> **WHAT TO DO**:
Only lines holding the word "below" are wanted from the records; copy all of them.

> **GIVEN DATA**:

════════

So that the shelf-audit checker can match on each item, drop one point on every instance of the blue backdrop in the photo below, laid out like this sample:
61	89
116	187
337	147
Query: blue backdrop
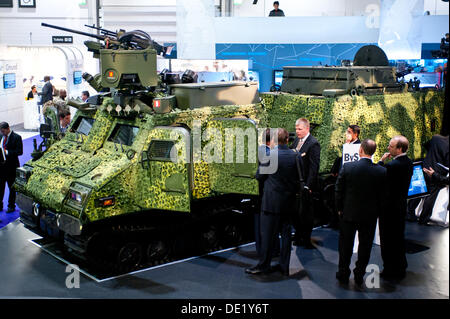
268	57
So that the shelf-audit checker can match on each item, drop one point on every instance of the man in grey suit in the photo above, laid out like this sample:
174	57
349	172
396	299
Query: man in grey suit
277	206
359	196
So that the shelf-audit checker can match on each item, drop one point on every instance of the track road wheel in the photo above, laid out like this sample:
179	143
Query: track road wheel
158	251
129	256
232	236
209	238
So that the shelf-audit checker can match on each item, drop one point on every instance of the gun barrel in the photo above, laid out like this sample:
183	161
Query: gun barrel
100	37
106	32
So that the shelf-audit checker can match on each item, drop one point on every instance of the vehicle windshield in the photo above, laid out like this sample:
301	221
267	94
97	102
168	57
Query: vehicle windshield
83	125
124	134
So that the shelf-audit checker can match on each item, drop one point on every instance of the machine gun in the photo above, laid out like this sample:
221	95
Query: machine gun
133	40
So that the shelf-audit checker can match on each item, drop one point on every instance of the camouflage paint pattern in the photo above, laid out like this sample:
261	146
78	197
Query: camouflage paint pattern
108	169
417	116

════════

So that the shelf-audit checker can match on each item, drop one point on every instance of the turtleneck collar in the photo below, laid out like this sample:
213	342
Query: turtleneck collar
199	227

════════

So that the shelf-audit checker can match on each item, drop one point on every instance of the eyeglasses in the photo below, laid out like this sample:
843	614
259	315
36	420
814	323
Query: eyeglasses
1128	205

════════

> **ANSWER SPACE**:
So that the shelf-audit checker can match on each item, drop one point on every instance of the blue backdrop in the photo below, laid out like this sample:
So that the shelf-audit checker can match on each item, drop one point on every instance of the turtleneck collar in the photo below, laid out like this sample:
So that the shelf-audit checker can match on each item, drop one point on every instance of the eyeglasses in the photo below, laid out like this sample:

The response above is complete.